What you should do:
Please carry on the passage about consumer medicines information from where it stops, keeping its tone and style.

Excerpt to read:
From a consumer perspective, the saying ‘we don’t know what we don’t know’ is particularly apt when it comes to information about medicines. Consumers may be prescribed medicines about which they know little or nothing. These medicines can have significant health repercussions that the patient would not necessarily know to ask about. Consumer Medicines Information (CMI) is intended to inform patients, but it is just one component of effective medical care. In 2016 a media controversy over an asthma medicine which has been associated infrequently with adverse effects in children highlighted the responsibility that doctors and pharmacists share to ensure patients are properly informed.1

Doctors and pharmacists are responsible for advising patients about the benefits and risks of their medicines particularly when a new medicine is prescribed. However, despite that expectation and the availability of CMI on the internet and sometimes in leaflets, it is not unusual for consumers to be dispensed a medicine without the advice they need to ensure its safe and effective use. Patients with several conditions who are taking multiple medicines will have a greater need for detailed information.

The CMI produced by pharmaceutical companies in paper form or online is by and large comprehensive and understandable. However, CMI can tend to emphasise potential harms rather than benefits and it does not include information about off-label indications. There may also be limited information about interactions with other medicines, including complementary medicines.

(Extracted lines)
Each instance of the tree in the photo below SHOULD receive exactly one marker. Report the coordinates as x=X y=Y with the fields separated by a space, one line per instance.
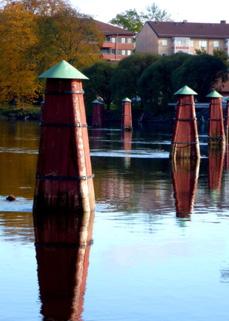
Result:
x=222 y=55
x=17 y=66
x=35 y=34
x=155 y=85
x=130 y=20
x=100 y=75
x=154 y=13
x=200 y=72
x=134 y=21
x=125 y=79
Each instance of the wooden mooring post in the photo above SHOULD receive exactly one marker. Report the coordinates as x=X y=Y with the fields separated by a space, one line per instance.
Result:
x=62 y=241
x=97 y=113
x=227 y=122
x=64 y=174
x=216 y=132
x=126 y=114
x=185 y=141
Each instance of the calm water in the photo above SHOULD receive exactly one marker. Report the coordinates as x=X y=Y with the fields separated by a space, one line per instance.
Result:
x=146 y=261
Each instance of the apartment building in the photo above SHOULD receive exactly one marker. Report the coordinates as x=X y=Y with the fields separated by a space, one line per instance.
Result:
x=166 y=38
x=118 y=43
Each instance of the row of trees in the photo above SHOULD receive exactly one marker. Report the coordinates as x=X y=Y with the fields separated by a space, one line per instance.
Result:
x=133 y=20
x=36 y=34
x=154 y=78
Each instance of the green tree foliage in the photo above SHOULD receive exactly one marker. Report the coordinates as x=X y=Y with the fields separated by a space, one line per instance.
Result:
x=155 y=85
x=133 y=21
x=130 y=20
x=154 y=13
x=35 y=34
x=200 y=72
x=99 y=84
x=67 y=36
x=126 y=76
x=17 y=67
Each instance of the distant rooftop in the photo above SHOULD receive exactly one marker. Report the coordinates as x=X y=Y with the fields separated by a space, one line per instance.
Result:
x=190 y=29
x=110 y=30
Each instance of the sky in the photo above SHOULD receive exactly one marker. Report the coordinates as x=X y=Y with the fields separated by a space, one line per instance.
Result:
x=179 y=10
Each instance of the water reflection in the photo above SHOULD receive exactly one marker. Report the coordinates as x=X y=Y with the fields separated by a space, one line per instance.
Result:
x=215 y=169
x=185 y=174
x=63 y=242
x=127 y=146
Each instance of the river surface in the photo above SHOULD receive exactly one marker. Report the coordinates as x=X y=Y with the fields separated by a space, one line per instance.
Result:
x=149 y=260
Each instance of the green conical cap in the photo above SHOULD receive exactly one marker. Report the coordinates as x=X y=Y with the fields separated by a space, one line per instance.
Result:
x=214 y=94
x=62 y=70
x=185 y=91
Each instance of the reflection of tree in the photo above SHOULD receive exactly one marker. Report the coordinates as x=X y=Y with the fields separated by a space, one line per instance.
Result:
x=17 y=226
x=145 y=186
x=19 y=142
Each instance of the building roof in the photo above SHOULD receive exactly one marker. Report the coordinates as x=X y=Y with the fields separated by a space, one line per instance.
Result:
x=191 y=29
x=108 y=29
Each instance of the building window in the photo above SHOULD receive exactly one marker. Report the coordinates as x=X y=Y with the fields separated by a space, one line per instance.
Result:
x=203 y=44
x=182 y=42
x=164 y=42
x=216 y=43
x=105 y=50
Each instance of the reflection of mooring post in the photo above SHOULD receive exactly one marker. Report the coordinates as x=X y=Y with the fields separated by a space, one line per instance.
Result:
x=185 y=142
x=216 y=131
x=215 y=168
x=64 y=174
x=126 y=114
x=185 y=174
x=97 y=113
x=63 y=239
x=227 y=121
x=127 y=146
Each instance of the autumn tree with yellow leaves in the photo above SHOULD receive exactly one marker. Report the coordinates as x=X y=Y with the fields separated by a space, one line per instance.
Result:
x=35 y=34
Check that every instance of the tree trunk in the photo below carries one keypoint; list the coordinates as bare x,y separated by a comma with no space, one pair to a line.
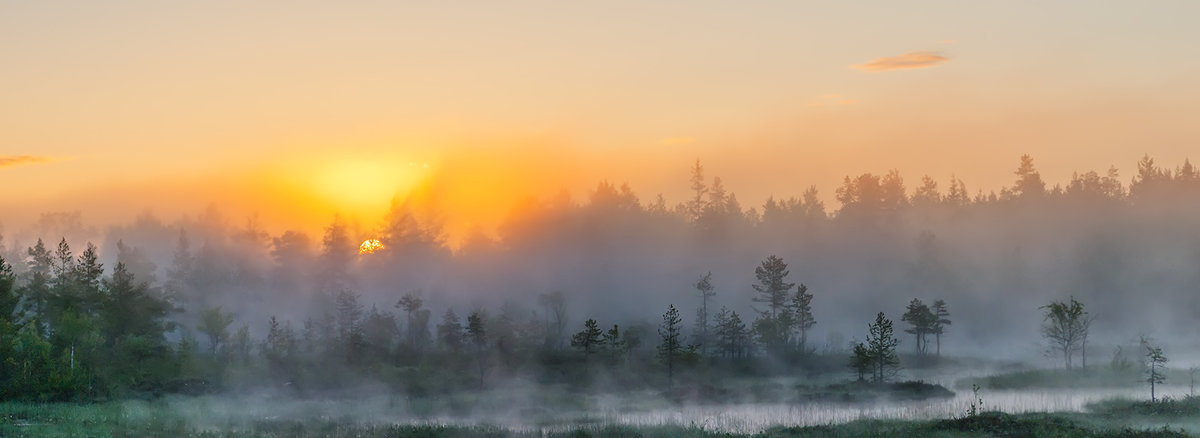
1083,354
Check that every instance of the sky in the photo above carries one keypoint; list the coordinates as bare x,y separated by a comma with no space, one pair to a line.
298,111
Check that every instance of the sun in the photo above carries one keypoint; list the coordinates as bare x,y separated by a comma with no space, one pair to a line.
370,246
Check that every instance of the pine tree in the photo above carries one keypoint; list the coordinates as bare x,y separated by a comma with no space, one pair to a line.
450,331
941,319
615,345
802,311
702,337
881,345
1156,365
861,361
478,335
215,324
670,348
922,321
411,304
589,340
773,286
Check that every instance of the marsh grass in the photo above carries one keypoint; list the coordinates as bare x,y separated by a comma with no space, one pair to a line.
1091,377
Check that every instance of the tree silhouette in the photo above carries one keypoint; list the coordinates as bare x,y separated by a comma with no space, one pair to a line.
881,346
941,319
670,348
1156,364
705,286
589,340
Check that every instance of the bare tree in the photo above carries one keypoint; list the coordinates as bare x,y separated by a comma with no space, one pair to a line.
1156,364
1066,328
705,286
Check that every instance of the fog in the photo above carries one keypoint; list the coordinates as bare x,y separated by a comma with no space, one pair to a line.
1132,258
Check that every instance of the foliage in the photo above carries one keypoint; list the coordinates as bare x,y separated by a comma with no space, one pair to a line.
881,348
1066,328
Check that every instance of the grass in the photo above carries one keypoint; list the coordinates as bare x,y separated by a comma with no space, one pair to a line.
1165,407
153,419
1077,378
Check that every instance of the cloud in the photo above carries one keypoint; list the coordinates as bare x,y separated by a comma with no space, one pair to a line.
919,59
18,160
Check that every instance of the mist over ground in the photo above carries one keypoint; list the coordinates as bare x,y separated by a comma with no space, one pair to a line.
1128,251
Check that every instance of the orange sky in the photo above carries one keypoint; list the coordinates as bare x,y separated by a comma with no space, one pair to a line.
303,109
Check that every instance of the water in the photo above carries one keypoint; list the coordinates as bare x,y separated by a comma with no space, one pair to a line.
743,418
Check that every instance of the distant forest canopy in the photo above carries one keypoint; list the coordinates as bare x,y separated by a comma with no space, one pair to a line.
1131,252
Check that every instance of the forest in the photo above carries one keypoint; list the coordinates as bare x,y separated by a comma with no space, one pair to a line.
611,293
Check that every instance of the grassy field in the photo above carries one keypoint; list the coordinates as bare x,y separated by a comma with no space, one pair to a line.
153,419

Written response:
There are at least four Australian websites which give links to CMI.2-5 CMI leaflets were inserted into medicine packs but many companies have since stopped this practice, because of concerns about keeping leaflets up to date and difficulties fitting a legible leaflet inside a medicine pack. However this can have negative consequences when neither the doctor nor the pharmacist provides adequate information and the consumer does not know about, nor knows how to access, the internet-based CMI that has superseded paper-based information. The late Sally Crossing AM, Convenor of Cancer Voices Australia, who initiated the campaign for a return to CMI leaflets, said: ‘We should not have to know to ask for CMIs, especially when sick, … or be expected to muddle through the internet, when another fail-safe solution is available.’6

Payment for provision of CMI by pharmacists was specified as part of the dispensing fee in the Fourth Community Pharmacy Agreement of 2005. More recent pharmacy agreements do not mention CMI. Provision of CMI in written or verbal form is recommended practice for pharmacists although no longer specifically included in the dispensing fee.

The CMI guide on the Australian Government Health Department’s website was published in 2000. While it describes what CMI is meant to do, the guide does not specify who should be directly responsible for telling consumers about CMI, or providing access to it.

The Therapeutic Goods Administration states:4

CMI documents may not be available for every product. Sponsors are required to provide CMIs prior to new prescription medicines and specified over-the-counter (OTC) medicines being released to the market. Products that have been registered but not yet released to the market will not have accompanying CMI documents.

For medicines that do have CMIs, TGA regulations require that the CMI be made available to consumers either in the pack or in another manner that will enable the information to be given to the person to whom the medicines are administered or otherwise dispensed.

The issue of access to CMI has prompted a campaign to return CMI leaflets to medicine packaging. The national CMI guide promulgated under the Quality Use of Medicines strategy in 2000 was meant to ensure medicine information was ‘designed to inform consumers about prescription and pharmacist-only medicines’ in a reader-friendly and standardised way.7 Seventeen years on, we have an unsafe and less effective situation where CMI leaflets are no longer inserted in packages, and patients are not getting the information they need.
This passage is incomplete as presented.